Provided text:

After 1989, political theorist Francis Fukuyama predicted that capitalism would triumph over communism. Authoritarian governments could never meet the growing needs and aspirations of their people. But the party remains popular in China, despite critics denouncing Xi Jinping as a “mafia boss” in charge of a “political zombie”.

Its popularity is helped by the many problems facing western democracies. Xi points to riots, terrorist attacks and ineffective pandemic controls. The choice, he argues, is between the stability of communism and the chaos of capitalism.

But for many, this stability looks increasingly like totalitarianism. Internet use is controlled, and people’s movements closely monitored by sophisticated digital technology. Democracy activists in Hong Kong sit in prison and millions of Uighurs have been interned in camps.

Is communism at odds with human nature?

Apocalypse Mao

Some say no, it is a misunderstood idea that asks an important question: where does wealth come from? The goal of communism is to make a fairer society built on friendship and shared property. No political idea is perfect. Capitalism values liberty and freedom, whilst communism values equality and society. Human greed and a love of power can distort both systems, but neither is inherently inhuman.

Others say yes, it crushes the spirit. Every human is a unique individual, with different potential and a right to choose their own path in life. Because communism values equality above all else, it treats everyone the same and crushes creativity and difference. It dehumanises people and makes it easier for great cruelty to be carried out, such as the Tiananmen Square Massacre or the Cultural Revolution.

You Decide

  1. Would you live in a commune where you had to share all your belongings?
  2. What is more important, freedom or equality?


  1. In small groups, plan a revolution in your school. Write a manifesto, setting out the new school rules.
  2. Class debate: communism or capitalism? Divide into two groups and discuss the benefits of your system and the drawbacks of the opposing philosophy.

Some People Say...

“Under capitalism, man exploits man. Under communism, it's just the opposite.”

John Kenneth Galbraith (1908 – 2006), Canadian-American economist

What do you think?

Q & A

What do we know?
It is generally agreed that Chinese communism has changed dramatically over the years. In 1966, Mao led the Cultural Revolution–a violent purge of people accused of capitalist or traditional views. Hundreds of thousands were killed and many books were burned, including those of the philosopher Confucius. Confucianism is central to Chinese history and society. Under President Xi, Confucius is again being studied. His ideas of harmony and order align with the current values of China.

Questions to answer:
**A.** List every person named in the text on Chinese communism above.
**B.** Please condense the paragraph beginning "Others say yes, it crushes the spirit" from the text on Chinese communism into a short bulleted list that keeps its main points.
**C.** Go on with the text on Chinese communism, picking up right after its final sentence.

Entries supplied:
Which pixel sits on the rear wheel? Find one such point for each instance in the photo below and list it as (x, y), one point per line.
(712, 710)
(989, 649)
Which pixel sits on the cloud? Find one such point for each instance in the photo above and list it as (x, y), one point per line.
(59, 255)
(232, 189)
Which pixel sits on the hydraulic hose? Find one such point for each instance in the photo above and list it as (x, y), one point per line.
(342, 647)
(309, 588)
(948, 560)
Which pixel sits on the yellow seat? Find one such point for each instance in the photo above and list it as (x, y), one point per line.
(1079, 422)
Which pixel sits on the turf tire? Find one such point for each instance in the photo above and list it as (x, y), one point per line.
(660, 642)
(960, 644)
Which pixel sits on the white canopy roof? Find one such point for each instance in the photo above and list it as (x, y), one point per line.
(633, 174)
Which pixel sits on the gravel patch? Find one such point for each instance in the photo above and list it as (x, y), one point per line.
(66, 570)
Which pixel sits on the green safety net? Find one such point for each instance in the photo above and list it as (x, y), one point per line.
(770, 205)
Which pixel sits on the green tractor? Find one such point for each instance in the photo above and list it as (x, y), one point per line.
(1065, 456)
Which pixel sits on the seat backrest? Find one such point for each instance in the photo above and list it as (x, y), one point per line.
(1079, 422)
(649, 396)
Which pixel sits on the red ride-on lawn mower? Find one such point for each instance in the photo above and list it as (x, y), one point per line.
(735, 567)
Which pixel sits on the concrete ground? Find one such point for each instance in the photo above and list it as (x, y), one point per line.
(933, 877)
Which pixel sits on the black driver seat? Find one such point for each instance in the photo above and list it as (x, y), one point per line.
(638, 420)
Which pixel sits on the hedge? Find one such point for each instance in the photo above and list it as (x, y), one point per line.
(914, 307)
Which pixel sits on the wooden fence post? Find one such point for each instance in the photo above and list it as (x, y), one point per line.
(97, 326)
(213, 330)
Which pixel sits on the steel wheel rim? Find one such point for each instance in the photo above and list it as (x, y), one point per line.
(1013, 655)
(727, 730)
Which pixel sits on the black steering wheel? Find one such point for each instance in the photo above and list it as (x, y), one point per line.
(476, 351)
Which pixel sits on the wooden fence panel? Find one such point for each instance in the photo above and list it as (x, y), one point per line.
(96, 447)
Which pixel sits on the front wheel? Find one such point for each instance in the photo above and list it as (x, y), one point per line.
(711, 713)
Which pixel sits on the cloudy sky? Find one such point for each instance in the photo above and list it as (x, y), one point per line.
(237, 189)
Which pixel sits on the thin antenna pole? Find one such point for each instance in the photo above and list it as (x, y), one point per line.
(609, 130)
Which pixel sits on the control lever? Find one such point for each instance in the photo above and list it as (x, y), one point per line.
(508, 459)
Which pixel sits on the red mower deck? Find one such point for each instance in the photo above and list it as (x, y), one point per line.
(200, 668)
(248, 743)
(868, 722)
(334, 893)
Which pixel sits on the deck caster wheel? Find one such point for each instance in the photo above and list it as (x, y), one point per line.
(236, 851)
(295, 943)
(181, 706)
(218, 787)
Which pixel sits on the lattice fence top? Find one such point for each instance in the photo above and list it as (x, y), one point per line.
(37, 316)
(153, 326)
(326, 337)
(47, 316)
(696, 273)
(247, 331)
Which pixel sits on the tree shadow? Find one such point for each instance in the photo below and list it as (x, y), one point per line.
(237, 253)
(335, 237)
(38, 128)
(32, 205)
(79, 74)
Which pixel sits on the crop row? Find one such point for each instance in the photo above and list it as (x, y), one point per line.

Answers to the tasks:
**A.** Francis Fukuyama, Xi Jinping, John Kenneth Galbraith, Mao, Confucius

**B.**
- Some argue communism is at odds with human nature because it crushes the spirit.
- Every person is a unique individual with different potential and a right to choose their own path.
- By valuing equality above all else, communism treats everyone the same and crushes creativity and difference.
- It dehumanizes people and makes great cruelty easier to carry out, as in the Tiananmen Square Massacre or the Cultural Revolution.

**C.**
What do we not know?
One main area of debate surrounds whether it still makes sense to call China a communist country. Its centenary celebrations root the party in its communist history, from Marx to Mao. The party uses the communist hammer and sickle flag and the colour red, which is also traditionally associated with good fortune and happiness. However, supporters and critics of China say its focus on economic growth and support for the super-rich are very far from the communism of Marx, Lenin or Mao.

Word Watch

Chinese Communist Party
At 91 million members, the CCP is the second-largest political party in the world.
Iron Curtain
The political boundary that divided Europe from 1945 until 1999.
People’s Republic of China
China is home to a fifth of humanity.
Olympic curse
Until 2018, no authoritarian regime had lasted 10 years after hosting the Olympics. Nazi Germany hosted in 1936, the Soviet Union in 1980, and Yugoslavia in 1984.
Communist Manifesto
The pamphlet ends with the words: “Workingmen of all countries, unite.”
The party included Lenin, Trotsky and Stalin.
Mao Zedong
The communist leader created a personality cult that presented him as a god-like founding father.
Great Leap Forward
From 1958 to 1962 private farms were outlawed and land and factories were worked by people’s communes.
Xi Jinping
The president has concentrated power and removed term limits allowing him to serve for life.
In its most extreme form, the government demands complete obedience, controls every part of life and suppresses all forms of opposition.